** ENTRIES PROVIDED follows **

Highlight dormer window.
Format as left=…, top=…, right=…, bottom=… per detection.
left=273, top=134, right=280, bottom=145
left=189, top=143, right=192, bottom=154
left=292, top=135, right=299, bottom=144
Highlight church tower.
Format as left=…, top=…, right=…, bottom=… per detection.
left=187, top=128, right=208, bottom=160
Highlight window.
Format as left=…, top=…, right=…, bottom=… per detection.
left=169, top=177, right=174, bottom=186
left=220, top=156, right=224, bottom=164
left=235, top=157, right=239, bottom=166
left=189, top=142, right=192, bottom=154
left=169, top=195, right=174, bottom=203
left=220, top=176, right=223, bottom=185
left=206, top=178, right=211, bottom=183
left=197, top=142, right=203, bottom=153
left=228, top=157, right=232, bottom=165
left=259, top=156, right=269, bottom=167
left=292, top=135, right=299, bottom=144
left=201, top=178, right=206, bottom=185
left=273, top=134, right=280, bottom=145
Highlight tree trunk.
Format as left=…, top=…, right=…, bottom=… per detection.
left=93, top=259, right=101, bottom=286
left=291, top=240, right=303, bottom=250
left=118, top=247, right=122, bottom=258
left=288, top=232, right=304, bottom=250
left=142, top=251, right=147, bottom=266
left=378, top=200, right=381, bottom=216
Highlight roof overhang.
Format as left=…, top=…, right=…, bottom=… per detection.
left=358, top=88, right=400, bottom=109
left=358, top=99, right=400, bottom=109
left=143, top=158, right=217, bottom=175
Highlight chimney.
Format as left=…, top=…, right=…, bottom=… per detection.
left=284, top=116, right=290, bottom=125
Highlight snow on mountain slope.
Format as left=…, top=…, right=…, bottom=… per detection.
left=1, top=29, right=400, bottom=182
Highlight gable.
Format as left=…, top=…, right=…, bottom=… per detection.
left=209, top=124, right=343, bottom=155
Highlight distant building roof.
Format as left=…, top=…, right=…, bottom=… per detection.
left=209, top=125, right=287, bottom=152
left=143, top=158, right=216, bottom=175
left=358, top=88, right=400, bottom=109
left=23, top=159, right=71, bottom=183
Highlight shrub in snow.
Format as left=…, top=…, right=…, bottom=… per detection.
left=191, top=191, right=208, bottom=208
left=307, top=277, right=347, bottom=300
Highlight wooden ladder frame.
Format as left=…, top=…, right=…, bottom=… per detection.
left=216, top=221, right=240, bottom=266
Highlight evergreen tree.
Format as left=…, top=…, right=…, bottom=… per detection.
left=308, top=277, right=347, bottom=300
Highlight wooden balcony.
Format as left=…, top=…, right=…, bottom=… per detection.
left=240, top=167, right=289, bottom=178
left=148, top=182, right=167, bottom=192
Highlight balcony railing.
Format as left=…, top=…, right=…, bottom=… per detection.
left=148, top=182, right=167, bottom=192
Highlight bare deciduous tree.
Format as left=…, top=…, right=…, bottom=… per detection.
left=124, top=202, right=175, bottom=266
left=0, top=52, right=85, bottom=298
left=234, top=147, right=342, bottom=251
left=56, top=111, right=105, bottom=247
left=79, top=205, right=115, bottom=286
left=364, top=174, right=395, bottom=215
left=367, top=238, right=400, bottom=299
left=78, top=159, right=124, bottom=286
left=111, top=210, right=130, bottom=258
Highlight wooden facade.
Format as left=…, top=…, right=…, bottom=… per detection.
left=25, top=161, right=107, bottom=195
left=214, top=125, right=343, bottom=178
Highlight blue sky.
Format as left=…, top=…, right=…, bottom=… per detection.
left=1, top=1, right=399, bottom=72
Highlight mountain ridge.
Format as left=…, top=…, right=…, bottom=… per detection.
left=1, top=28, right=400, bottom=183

** End of ENTRIES PROVIDED **

TASK DESCRIPTION: Search the material for "wooden" and copy each matching line.

RESULT FOR THIS TASK:
Highlight wooden ladder frame.
Highlight wooden balcony.
Highlight wooden facade.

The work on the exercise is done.